### To do
Rewrite these lines with "mask_request" replaced by "segmentation_request" throughout, leaving everything else unchanged.

### Source material
──────────

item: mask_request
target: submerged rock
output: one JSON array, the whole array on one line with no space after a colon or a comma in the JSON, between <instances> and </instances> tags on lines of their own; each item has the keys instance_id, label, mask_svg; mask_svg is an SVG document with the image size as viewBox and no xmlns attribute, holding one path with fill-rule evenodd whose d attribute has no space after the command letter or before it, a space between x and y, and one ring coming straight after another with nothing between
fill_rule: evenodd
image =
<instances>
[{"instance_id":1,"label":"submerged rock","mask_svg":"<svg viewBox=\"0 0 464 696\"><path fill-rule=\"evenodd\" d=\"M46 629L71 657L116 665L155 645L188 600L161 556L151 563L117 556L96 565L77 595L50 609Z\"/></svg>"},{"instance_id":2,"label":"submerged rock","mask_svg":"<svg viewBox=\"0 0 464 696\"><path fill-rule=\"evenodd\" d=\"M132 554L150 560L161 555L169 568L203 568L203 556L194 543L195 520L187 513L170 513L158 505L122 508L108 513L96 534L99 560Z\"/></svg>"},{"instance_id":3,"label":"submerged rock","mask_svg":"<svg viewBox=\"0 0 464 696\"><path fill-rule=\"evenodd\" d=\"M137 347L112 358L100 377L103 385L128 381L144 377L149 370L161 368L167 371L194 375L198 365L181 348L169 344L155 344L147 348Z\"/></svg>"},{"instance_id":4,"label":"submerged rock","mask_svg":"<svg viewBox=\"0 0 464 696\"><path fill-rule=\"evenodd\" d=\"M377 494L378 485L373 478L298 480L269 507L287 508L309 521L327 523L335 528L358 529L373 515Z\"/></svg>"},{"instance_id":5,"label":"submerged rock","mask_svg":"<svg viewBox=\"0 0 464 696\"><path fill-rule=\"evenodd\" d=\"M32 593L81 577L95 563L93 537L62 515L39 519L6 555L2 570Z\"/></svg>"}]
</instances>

──────────

### Task result
item: segmentation_request
target: submerged rock
output: one JSON array, the whole array on one line with no space after a colon or a comma in the JSON, between <instances> and </instances> tags on lines of their own; each item has the keys instance_id, label, mask_svg; mask_svg is an SVG document with the image size as viewBox and no xmlns attribute, holding one path with fill-rule evenodd whose d attribute has no space after the command letter or before it, a space between x and y, and one ring coming straight after another with nothing between
fill_rule: evenodd
image =
<instances>
[{"instance_id":1,"label":"submerged rock","mask_svg":"<svg viewBox=\"0 0 464 696\"><path fill-rule=\"evenodd\" d=\"M46 629L71 657L116 665L155 645L188 600L161 556L151 563L117 556L96 565L77 595L50 609Z\"/></svg>"},{"instance_id":2,"label":"submerged rock","mask_svg":"<svg viewBox=\"0 0 464 696\"><path fill-rule=\"evenodd\" d=\"M132 554L150 560L161 555L169 568L203 568L203 556L194 543L195 520L187 513L170 513L158 505L122 508L108 513L96 534L99 560Z\"/></svg>"},{"instance_id":3,"label":"submerged rock","mask_svg":"<svg viewBox=\"0 0 464 696\"><path fill-rule=\"evenodd\" d=\"M137 347L112 358L100 377L103 385L128 381L144 377L149 370L161 368L167 371L194 375L198 365L181 348L169 344L155 344L147 348Z\"/></svg>"},{"instance_id":4,"label":"submerged rock","mask_svg":"<svg viewBox=\"0 0 464 696\"><path fill-rule=\"evenodd\" d=\"M377 494L378 485L373 478L298 480L269 507L287 508L309 521L327 523L335 528L358 529L373 515Z\"/></svg>"},{"instance_id":5,"label":"submerged rock","mask_svg":"<svg viewBox=\"0 0 464 696\"><path fill-rule=\"evenodd\" d=\"M32 593L81 577L95 563L93 537L62 515L39 519L6 555L2 570Z\"/></svg>"}]
</instances>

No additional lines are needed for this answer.